■ WHAT IS REQUIRED: Summarize the interview below in exactly three sentences.

------ PASSAGE SHOWN ------

What is the biggest challenge in your current role?

As a Managing Associate at Linklaters, I find it most challenging to balance the multiple expectations placed on me. There is a continued need for me to do heavy-lifting and be on top of the nuts and bolts of the matters. In the meantime, as I grow senior, I am expected to be increasingly engaged in strategy planning, matter management, delegation and coordination, as well as business development.

If you could change one piece of legislation what would it be?

I wish that China's Anti-Monopoly Law ("AML") could be revamped to reflect the evolutions in circumstances. The AML, as China's first comprehensive competition law, was promulgated in 2007 and became effective in 2008. The past 10 years have witnessed significant developments in all aspects of the AML implementation (merger control, conduct rules and civil litigation) and how they have shaped the country's competition framework on both substance and procedure. It is a good time for the antitrust community to review the enforcement practice in the past decade and to codify proven experience and settled views.

What do you find most rewarding about working in law?

It allows me to grow all the time. Working in law requires that I keep learning new knowledge and developing new skills, without which I would have been phased out from the market. In addition, by providing practical solutions to clients, I can add value and make a difference to their transactions and operations – it feels good to be needed by others and to deliver what they need. Further, practicing law is intellectually challenging but it also gives me a sense of fulfilment after tacking a difficult problem.

What are your plans for the future?

I aim to become a good lawyer specialised in competition and antitrust law who is well recognised by clients and peers.

------ LISTED RECORDS ------

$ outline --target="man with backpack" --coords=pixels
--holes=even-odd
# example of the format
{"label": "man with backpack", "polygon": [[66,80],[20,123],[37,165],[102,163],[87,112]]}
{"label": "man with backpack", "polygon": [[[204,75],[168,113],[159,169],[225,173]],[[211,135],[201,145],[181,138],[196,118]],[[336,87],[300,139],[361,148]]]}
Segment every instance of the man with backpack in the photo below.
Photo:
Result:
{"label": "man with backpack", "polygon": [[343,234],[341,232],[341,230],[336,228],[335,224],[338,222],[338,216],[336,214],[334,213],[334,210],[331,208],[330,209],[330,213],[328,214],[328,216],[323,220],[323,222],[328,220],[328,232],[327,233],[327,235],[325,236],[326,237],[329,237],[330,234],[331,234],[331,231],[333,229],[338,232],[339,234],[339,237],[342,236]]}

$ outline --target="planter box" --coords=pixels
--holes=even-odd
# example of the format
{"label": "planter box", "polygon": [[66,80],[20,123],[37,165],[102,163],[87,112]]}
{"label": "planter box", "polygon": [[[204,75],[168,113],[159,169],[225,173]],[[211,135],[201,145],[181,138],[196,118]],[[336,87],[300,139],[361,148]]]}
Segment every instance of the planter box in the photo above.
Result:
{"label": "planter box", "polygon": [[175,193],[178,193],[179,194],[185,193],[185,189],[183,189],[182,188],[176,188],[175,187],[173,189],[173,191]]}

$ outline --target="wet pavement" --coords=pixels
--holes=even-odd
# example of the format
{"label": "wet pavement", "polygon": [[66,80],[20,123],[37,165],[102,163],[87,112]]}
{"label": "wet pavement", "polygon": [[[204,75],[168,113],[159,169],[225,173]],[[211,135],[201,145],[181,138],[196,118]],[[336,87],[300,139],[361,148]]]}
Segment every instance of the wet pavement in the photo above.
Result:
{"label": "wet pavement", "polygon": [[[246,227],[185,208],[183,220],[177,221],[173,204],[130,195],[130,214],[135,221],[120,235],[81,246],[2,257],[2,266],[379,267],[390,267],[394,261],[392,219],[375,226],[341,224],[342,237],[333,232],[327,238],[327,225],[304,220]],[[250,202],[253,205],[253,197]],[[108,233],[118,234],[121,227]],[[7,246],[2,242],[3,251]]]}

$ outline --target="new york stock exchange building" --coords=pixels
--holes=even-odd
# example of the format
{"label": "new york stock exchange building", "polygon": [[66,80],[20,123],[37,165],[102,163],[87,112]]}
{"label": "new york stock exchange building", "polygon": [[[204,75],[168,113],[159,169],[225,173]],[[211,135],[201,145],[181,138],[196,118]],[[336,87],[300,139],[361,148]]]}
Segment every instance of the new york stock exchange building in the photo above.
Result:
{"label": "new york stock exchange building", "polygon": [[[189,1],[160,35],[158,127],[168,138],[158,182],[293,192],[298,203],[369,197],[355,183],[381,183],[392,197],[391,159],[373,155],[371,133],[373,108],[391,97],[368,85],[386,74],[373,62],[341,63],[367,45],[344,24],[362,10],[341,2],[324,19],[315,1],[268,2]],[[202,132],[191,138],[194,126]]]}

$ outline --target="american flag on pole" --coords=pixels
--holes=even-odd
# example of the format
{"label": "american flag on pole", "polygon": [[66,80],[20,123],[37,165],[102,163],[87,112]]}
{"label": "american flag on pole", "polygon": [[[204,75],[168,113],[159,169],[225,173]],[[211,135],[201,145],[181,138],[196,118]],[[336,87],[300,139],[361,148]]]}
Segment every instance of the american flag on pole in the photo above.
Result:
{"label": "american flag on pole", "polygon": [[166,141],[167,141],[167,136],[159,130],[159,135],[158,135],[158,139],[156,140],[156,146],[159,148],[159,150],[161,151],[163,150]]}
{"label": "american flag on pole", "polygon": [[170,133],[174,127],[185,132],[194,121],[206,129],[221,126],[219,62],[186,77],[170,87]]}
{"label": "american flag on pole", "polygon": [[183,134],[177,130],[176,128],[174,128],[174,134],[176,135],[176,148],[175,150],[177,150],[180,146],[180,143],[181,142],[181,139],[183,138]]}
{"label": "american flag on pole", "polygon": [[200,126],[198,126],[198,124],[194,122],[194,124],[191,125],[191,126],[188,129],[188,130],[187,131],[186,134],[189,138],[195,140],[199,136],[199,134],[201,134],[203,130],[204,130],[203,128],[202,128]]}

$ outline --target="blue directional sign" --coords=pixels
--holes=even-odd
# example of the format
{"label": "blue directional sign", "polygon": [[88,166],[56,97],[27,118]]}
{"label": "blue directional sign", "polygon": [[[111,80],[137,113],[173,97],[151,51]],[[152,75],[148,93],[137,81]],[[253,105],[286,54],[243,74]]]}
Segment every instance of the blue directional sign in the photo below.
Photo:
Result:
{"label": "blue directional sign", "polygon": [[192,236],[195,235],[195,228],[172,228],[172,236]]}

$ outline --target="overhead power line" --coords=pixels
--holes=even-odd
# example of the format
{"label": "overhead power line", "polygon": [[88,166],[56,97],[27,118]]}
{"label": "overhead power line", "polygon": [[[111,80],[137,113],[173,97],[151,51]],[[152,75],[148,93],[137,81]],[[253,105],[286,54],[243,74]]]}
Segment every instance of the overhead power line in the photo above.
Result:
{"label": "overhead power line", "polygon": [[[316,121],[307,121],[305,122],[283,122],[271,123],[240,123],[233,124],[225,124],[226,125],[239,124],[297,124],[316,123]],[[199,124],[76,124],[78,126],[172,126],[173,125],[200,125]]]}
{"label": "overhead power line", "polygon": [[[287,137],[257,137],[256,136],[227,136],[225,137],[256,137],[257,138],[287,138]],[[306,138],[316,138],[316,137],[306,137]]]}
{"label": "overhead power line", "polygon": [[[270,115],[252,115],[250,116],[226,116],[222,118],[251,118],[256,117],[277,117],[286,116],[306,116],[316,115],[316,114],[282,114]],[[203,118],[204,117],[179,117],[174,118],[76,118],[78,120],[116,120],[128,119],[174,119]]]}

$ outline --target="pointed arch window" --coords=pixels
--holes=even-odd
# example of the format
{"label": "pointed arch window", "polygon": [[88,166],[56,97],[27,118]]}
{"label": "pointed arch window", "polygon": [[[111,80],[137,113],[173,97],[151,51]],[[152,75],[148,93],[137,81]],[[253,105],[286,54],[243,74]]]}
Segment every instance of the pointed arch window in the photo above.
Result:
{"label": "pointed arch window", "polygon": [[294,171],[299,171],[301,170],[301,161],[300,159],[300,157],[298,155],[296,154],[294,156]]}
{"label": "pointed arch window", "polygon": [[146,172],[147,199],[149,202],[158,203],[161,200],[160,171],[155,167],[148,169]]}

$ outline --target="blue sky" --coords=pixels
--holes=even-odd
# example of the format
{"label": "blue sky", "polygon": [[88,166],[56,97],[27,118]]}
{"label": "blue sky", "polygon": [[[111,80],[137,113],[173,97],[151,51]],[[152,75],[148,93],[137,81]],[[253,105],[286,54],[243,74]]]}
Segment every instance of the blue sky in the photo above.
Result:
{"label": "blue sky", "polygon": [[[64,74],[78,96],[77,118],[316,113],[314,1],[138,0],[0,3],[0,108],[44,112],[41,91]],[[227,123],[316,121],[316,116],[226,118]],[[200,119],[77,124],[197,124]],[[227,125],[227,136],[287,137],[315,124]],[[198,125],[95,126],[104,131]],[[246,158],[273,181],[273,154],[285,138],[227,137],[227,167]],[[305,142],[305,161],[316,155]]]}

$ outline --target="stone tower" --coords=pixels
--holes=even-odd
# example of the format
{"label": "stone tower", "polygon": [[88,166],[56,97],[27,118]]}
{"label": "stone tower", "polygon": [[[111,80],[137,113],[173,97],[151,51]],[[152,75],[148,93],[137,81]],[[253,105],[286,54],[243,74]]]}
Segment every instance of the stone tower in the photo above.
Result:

------

■ FULL SOLUTION: A Managing Associate at Linklaters says the hardest part of the role is balancing continued heavy-lifting on the details of matters with growing expectations in strategy planning, matter management, delegation, coordination and business development. The interviewee would revamp China's Anti-Monopoly Law, which was promulgated in 2007 and took effect in 2008, so that a decade of enforcement practice could be reviewed and proven experience and settled views codified. Law is described as rewarding because it requires constant learning, lets the interviewee add value for clients and brings fulfillment after solving hard problems, and the stated aim is to become a competition and antitrust lawyer well recognized by clients and peers.